TASK DETAILS: Write out every single entry exactly.

DATA TO USE:
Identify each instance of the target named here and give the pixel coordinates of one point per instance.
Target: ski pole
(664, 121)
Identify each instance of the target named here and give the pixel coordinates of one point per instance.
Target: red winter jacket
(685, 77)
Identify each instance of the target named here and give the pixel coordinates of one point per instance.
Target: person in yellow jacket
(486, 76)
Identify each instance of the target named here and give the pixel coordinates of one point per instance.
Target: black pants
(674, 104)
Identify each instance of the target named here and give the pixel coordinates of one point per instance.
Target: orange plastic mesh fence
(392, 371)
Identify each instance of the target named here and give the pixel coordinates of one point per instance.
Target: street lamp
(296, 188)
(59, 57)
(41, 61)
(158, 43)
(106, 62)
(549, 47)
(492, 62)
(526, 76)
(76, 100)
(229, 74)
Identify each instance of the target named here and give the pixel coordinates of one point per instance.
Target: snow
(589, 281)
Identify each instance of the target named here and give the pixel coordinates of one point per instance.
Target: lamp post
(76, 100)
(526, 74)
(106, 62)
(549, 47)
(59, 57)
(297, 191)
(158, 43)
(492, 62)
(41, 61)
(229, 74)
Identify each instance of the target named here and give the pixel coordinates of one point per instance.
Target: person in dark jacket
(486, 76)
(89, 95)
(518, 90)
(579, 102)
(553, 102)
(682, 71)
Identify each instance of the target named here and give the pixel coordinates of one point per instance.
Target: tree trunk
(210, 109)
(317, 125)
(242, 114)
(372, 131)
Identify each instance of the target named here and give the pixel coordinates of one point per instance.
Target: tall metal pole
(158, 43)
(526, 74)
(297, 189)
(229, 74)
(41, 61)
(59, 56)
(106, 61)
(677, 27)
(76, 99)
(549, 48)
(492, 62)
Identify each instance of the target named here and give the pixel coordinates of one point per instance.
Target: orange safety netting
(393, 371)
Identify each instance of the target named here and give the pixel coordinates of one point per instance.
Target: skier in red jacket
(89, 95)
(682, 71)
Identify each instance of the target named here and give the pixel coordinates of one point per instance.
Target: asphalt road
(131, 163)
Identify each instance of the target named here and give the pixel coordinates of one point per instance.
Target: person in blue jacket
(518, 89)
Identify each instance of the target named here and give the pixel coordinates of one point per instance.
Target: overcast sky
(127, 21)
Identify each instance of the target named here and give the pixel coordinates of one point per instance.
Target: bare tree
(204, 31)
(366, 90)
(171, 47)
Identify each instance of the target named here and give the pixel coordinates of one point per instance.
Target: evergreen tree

ANSWER FOR THE TASK:
Identify each instance of the target named here and give the pixel coordinates of one point per instance.
Target: ski pole
(664, 121)
Identify each instance of the target named here and give the pixel coordinates of one point per instance.
Target: red winter jacket
(685, 77)
Identify each instance of the target named here and give the pixel coordinates of one point per instance.
Target: person in yellow jacket
(486, 76)
Identify each instance of the target named here and give the pixel coordinates of one point per instance.
Target: black pants
(674, 104)
Identify each instance of the target named here and give the pixel coordinates of one point per instance.
Target: orange plastic mesh fence
(392, 371)
Identify each instance of the target named here and give the pixel coordinates of one point per instance.
Target: street lamp
(296, 188)
(59, 57)
(41, 61)
(158, 43)
(106, 62)
(549, 47)
(492, 62)
(526, 76)
(76, 100)
(229, 74)
Identify each instance of the target named here and give the pixel coordinates of one point per instance.
Target: snow
(589, 281)
Identify each instance of the target named here and give the pixel coordinates of one point per instance.
Target: lamp post
(76, 100)
(526, 74)
(106, 62)
(549, 47)
(59, 57)
(297, 191)
(158, 43)
(492, 62)
(41, 61)
(229, 74)
Identify each instance of the target named here and give the pixel coordinates of one point per instance.
Target: person in dark jacket
(486, 76)
(89, 95)
(518, 90)
(579, 102)
(553, 102)
(682, 71)
Identify each instance of the target named here and give the pixel coordinates of one point per instance.
Target: tree trunk
(210, 109)
(317, 125)
(242, 114)
(372, 131)
Identify each instance of the target named here and give the pixel coordinates of one point per instance.
Target: tall metal pole
(158, 43)
(526, 74)
(297, 189)
(229, 74)
(41, 61)
(59, 56)
(106, 61)
(677, 27)
(76, 99)
(549, 48)
(492, 62)
Identify each instance of the target named here and give the pixel coordinates of one point per instance.
Target: orange safety netting
(393, 371)
Identify each instance of the target named here and give the pixel coordinates of one point per instance.
Target: skier in red jacket
(89, 95)
(682, 71)
Identify each instance of the target named here and give the pixel coordinates of one point per instance.
Target: asphalt road
(131, 163)
Identify each instance of the target named here and give the pixel coordinates of one point per instance.
Target: person in blue jacket
(518, 89)
Identify each instance of the target named here and give the pixel coordinates of one point per instance.
Target: overcast sky
(127, 21)
Identify each instance of the target named here and give the pixel coordinates of one point per instance.
Target: bare tree
(204, 31)
(366, 90)
(171, 47)
Identify each instance of the target named here and give the pixel coordinates of one point per instance.
Target: evergreen tree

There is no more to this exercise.